***** PROVIDED PASSAGE

A Study of Optimizations for Fine-tuning Large Language Models

TL;DR

This work tackles the memory bottlenecks in fine-tuning very large language models by empirically evaluating a set of optimization techniques—Gradient Checkpointing, LoRA, DeepSpeed ZeRO, and FlashAttention—and their interactions. It demonstrates that ZeRO-2 combined with LoRA offers the best default memory-time balance for a range of model sizes, while ZeRO-3 with LoRA and gradient checkpointing is essential for ultra-large models, especially under resource limits. A theoretical memory model is developed to estimate GPU memory usage and guide resource planning, and long-context fine-tuning is shown to benefit significantly from FlashAttention-2 on compatible GPUs. The results provide practical guidance for enterprise fine-tuning, including recommended defaults, strategies for long-context data, and approaches for constrained hardware, with future work pointing to quantization, smaller model regimes, and much longer context lengths.

**********

**HOW TO COMPLETE THIS TASK**
Carry on the excerpt about optimizations for fine-tuning large language models from the point where it stops. The lines that follow are separate material and have no connection to the study excerpt.

***** DATA

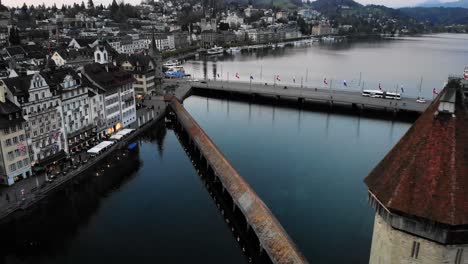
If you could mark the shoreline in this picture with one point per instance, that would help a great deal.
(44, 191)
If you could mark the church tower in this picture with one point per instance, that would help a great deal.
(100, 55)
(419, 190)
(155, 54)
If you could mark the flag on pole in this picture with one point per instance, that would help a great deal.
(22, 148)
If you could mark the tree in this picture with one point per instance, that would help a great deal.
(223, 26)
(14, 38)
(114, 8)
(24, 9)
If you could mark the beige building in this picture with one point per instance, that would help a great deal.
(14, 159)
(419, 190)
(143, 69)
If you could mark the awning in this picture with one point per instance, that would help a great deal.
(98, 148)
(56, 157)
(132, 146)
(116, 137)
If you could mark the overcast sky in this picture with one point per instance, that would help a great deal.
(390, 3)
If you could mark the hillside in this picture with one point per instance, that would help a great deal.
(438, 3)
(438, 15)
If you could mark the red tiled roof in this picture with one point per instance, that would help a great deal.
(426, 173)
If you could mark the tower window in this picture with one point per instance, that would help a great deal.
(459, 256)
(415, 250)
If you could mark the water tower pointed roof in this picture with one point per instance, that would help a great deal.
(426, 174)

**********
***** DATA

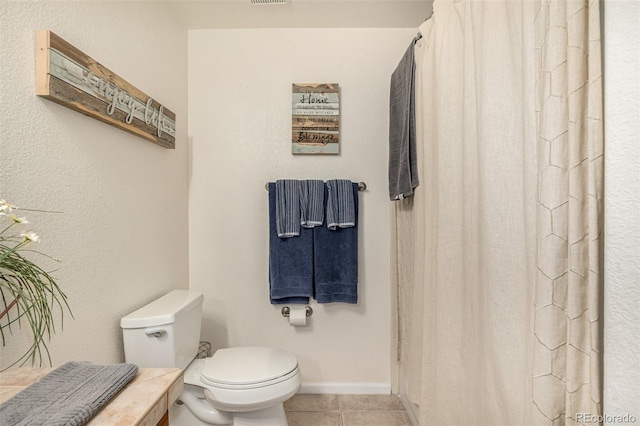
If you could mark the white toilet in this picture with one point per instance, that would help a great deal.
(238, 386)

**********
***** DATA

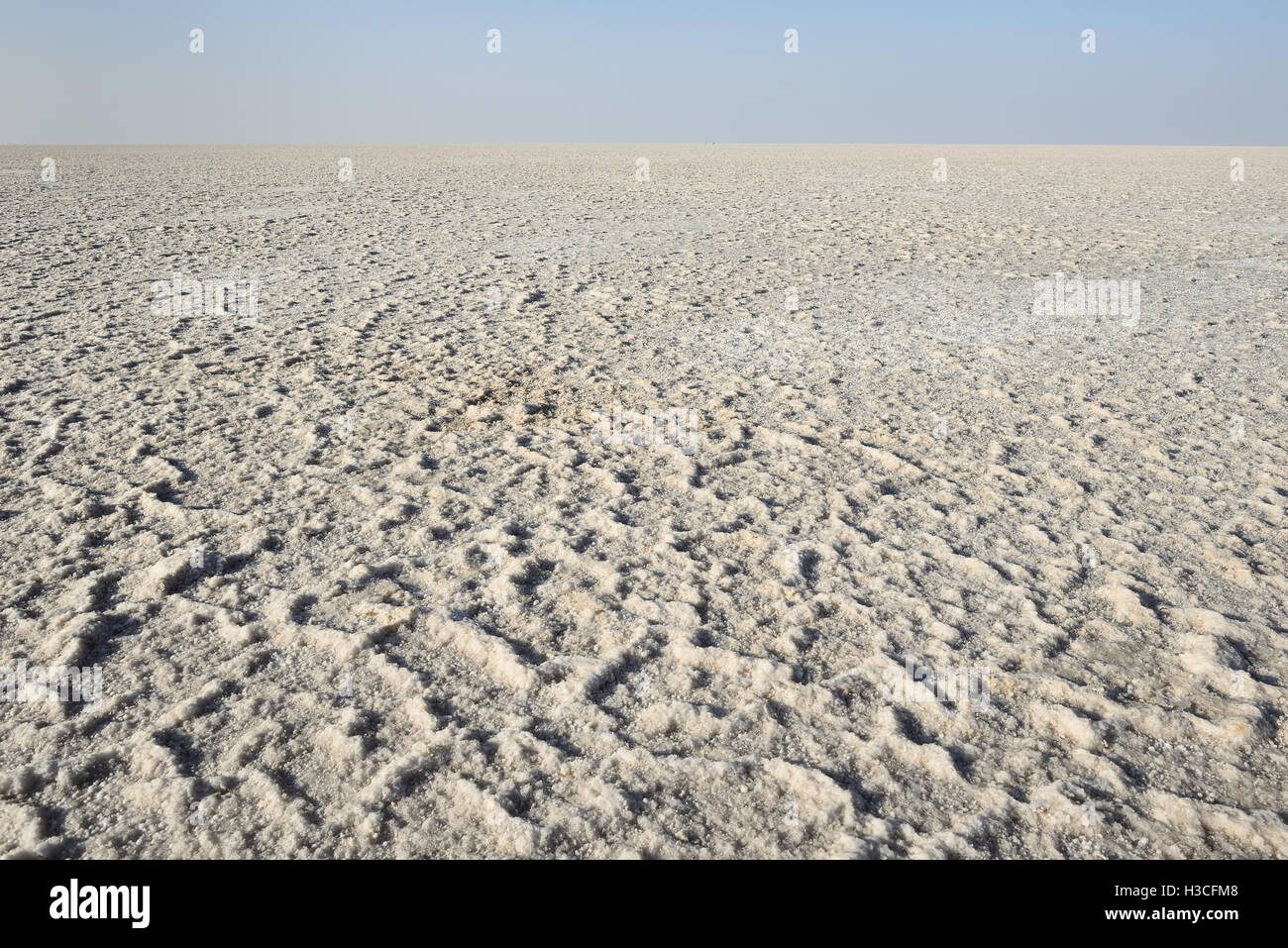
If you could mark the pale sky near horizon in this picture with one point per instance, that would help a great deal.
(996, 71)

**********

**EXERCISE ANSWER**
Abstract

Fine-tuning large language models is a popular choice among users trying to adapt them for specific applications. However, fine-tuning these models is a demanding task because the user has to examine several factors, such as resource budget, runtime, model size and context length among others. A specific challenge is that fine-tuning is memory intensive, imposing constraints on the required hardware memory and context length of training data that can be handled. In this work, we share a detailed study on a variety of fine-tuning optimizations across different fine-tuning scenarios. In particular, we assess Gradient Checkpointing, Low-Rank Adaptation, DeepSpeed's Zero Redundancy Optimizer and FlashAttention. With a focus on memory and runtime, we examine the impact of different optimization combinations on GPU memory usage and execution runtime during fine-tuning phase. We provide our recommendation on the best default optimization for balancing memory and runtime across diverse model sizes. We share effective strategies for fine-tuning very large models with tens or hundreds of billions of parameters and enabling large context lengths during fine-tuning. Furthermore, we propose the appropriate optimization mixtures for fine-tuning under GPU resource limitations.
Paper Structure (15 sections, 2 equations, 4 figures, 2 tables)

This paper contains 15 sections, 2 equations, 4 figures, 2 tables.

Figures (4)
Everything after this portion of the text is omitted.